--- begin GIVEN INFORMATION ---

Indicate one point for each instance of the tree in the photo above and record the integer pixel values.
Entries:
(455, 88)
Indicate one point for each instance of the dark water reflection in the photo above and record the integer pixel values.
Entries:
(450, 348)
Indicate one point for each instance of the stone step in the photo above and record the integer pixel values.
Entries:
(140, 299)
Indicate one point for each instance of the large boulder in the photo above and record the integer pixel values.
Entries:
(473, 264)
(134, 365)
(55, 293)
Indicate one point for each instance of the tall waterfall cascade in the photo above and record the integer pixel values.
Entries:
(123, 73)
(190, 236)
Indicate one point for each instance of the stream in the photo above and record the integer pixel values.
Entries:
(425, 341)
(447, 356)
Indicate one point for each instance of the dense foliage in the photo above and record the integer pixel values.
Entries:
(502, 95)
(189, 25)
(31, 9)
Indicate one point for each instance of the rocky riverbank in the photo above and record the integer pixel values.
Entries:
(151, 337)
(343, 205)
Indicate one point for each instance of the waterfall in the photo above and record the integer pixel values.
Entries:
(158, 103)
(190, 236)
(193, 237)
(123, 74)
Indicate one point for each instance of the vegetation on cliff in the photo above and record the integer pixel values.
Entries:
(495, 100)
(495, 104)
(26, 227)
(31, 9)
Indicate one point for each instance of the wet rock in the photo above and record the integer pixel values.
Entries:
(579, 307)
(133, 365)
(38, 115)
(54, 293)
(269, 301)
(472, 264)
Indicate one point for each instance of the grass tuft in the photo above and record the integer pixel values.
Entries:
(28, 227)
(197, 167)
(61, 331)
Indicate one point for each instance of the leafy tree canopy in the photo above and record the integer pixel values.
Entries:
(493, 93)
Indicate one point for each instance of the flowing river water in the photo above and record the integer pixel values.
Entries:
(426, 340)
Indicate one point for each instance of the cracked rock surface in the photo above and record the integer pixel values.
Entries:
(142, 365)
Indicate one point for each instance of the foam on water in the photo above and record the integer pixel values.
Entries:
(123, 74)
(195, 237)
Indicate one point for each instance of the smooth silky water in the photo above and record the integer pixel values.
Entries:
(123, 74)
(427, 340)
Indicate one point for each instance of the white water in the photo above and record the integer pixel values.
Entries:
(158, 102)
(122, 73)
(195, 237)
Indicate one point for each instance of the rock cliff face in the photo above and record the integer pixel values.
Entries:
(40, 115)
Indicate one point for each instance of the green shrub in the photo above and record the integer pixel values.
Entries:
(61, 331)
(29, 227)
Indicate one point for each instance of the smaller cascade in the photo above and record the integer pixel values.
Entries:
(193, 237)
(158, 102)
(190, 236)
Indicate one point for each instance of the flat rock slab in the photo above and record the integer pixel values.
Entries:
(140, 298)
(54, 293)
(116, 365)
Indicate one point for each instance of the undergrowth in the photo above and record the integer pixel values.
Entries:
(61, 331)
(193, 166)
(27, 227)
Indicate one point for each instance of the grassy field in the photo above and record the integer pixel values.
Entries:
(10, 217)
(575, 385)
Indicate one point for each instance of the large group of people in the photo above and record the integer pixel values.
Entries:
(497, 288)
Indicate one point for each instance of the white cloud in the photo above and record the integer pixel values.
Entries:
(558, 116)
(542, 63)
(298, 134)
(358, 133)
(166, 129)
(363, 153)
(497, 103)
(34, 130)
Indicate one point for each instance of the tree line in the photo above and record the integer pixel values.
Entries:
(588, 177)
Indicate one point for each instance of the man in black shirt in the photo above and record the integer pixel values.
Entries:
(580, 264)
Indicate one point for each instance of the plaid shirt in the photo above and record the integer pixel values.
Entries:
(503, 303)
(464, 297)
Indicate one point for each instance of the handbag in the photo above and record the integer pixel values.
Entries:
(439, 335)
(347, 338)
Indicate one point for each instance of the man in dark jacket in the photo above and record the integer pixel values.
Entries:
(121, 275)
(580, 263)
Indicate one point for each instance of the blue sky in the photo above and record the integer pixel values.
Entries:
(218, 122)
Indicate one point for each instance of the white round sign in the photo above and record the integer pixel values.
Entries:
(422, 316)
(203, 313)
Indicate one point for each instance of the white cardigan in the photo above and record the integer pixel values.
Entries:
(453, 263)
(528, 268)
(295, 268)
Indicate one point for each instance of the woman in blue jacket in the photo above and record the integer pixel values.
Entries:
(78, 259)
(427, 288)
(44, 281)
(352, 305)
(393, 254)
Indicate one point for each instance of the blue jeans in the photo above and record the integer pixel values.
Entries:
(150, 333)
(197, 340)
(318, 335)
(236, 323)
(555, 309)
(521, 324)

--- end GIVEN INFORMATION ---

Make an exact copy of the data above.

Indicate one point for each instance of the tree in the photo above and record the integer pixel values.
Entries:
(455, 88)
Indicate one point for each instance of the dark water reflection in the photo above and record the integer pixel values.
Entries:
(450, 348)
Indicate one point for each instance of the stone step in the photo above and record the integer pixel values.
Entries:
(140, 299)
Indicate one point for each instance of the large boulder in the photo above and record the integer pixel values.
Entries:
(473, 264)
(134, 365)
(55, 293)
Indicate one point for each instance of the tall waterfall cascade in the photo above and record the integer pixel values.
Entries:
(123, 73)
(190, 236)
Indicate one point for each instance of the stream in the photo above and record the integer pixel values.
Entries:
(425, 341)
(447, 356)
Indicate one point for each instance of the dense foliage in the photo above and record the integer pixel values.
Entries:
(502, 95)
(189, 25)
(31, 9)
Indicate one point for each instance of the rocky riverbank in the photo above and record the integer pixel values.
Entries:
(151, 337)
(343, 205)
Indicate one point for each instance of the waterfall in the photo above and record the integer pixel values.
Entries:
(158, 103)
(190, 236)
(193, 237)
(123, 74)
Indicate one point for each instance of the vegetation on cliff in the photo above and record the integer pixel values.
Entries:
(495, 100)
(495, 104)
(26, 227)
(31, 9)
Indicate one point for each instance of the wet rock in the photo above and record the integer pixel values.
Entries:
(579, 307)
(133, 365)
(38, 115)
(54, 293)
(269, 301)
(472, 264)
Indicate one point for each instance of the grass tuft in the photo above and record the integer pixel values.
Entries:
(28, 227)
(197, 167)
(61, 331)
Indicate one point for each instance of the leafy tree canopy in the photo above and record the integer pixel values.
Entries:
(493, 93)
Indicate one point for each instance of the flowing river water in the photo above and record the integer pixel values.
Entries:
(426, 340)
Indicate one point for each instance of the cracked rock surface in the photo above and record the integer pixel values.
Entries:
(142, 365)
Indicate one point for each instance of the foam on water in the photo above and record the integer pixel values.
Entries:
(123, 74)
(195, 237)
Indicate one point for each instance of the smooth silky water in the photo above and record the integer pixel values.
Entries:
(123, 74)
(427, 340)
Indicate one point for each instance of the white water in the photo above and record the integer pixel values.
Entries:
(158, 102)
(122, 73)
(195, 237)
Indicate one point for each instance of the rock cliff face in the photo above and record the integer pixel values.
Entries:
(40, 115)
Indicate one point for each instance of the green shrub in the photo above and record the integer pixel values.
Entries:
(61, 331)
(29, 227)
Indicate one point for each instance of the smaller cascade in the photo above and record the integer pixel values.
Entries:
(193, 237)
(158, 102)
(190, 236)
Indicate one point for each instance of the flat rock slab in the photo above and record the integer pixel values.
Entries:
(140, 298)
(54, 293)
(116, 365)
Indicate one point for each instance of the undergrowth in the photo above and record the integer pixel values.
Entries:
(61, 331)
(193, 166)
(27, 227)
Indicate one point for each instance of the grassy field in the photo above and record the integer pixel values.
Entries:
(10, 217)
(575, 385)
Indicate one point for each instance of the large group of people in the photo above and record the integer pixel values.
Entries:
(497, 288)
Indicate one point for each instance of the white cloud in the photo above and record the integer pixel values.
Entries:
(558, 116)
(542, 63)
(298, 134)
(358, 133)
(166, 129)
(363, 153)
(497, 103)
(34, 130)
Indicate one point for each instance of the tree line in the photo above and record the integer pixel values.
Entries:
(588, 177)
Indicate one point for each instance of the man in black shirt in the photo above and record the integer pixel values.
Entries:
(580, 264)
Indicate one point for each instance of the plaid shirt in the photo above and record the integer pixel values.
Entries:
(503, 303)
(464, 297)
Indicate one point for each instance of the handbag in the photo above and record the integer pixel values.
Entries:
(439, 335)
(347, 338)
Indicate one point for each instance of the man in dark jacket in the photo above and record the integer pixel values.
Entries:
(121, 275)
(580, 263)
Indicate one point for each instance of the blue sky in the photo above and record the integer pixel values.
Entries:
(218, 122)
Indicate one point for each instance of the white round sign in the photo above and record the integer pixel values.
Entries:
(422, 316)
(203, 313)
Indicate one point for each instance of the white cardigan in the photo above and record the integer pixel values.
Entries:
(453, 263)
(528, 268)
(295, 268)
Indicate one point for each instance of the woman in blue jacket in the photo above and record the integer pixel values.
Entries:
(78, 259)
(427, 288)
(44, 281)
(352, 305)
(393, 254)
Indicate one point for each instance of the blue jeans in the photo above and record the integer pixel values.
Entries:
(150, 333)
(197, 340)
(318, 335)
(236, 323)
(555, 309)
(521, 324)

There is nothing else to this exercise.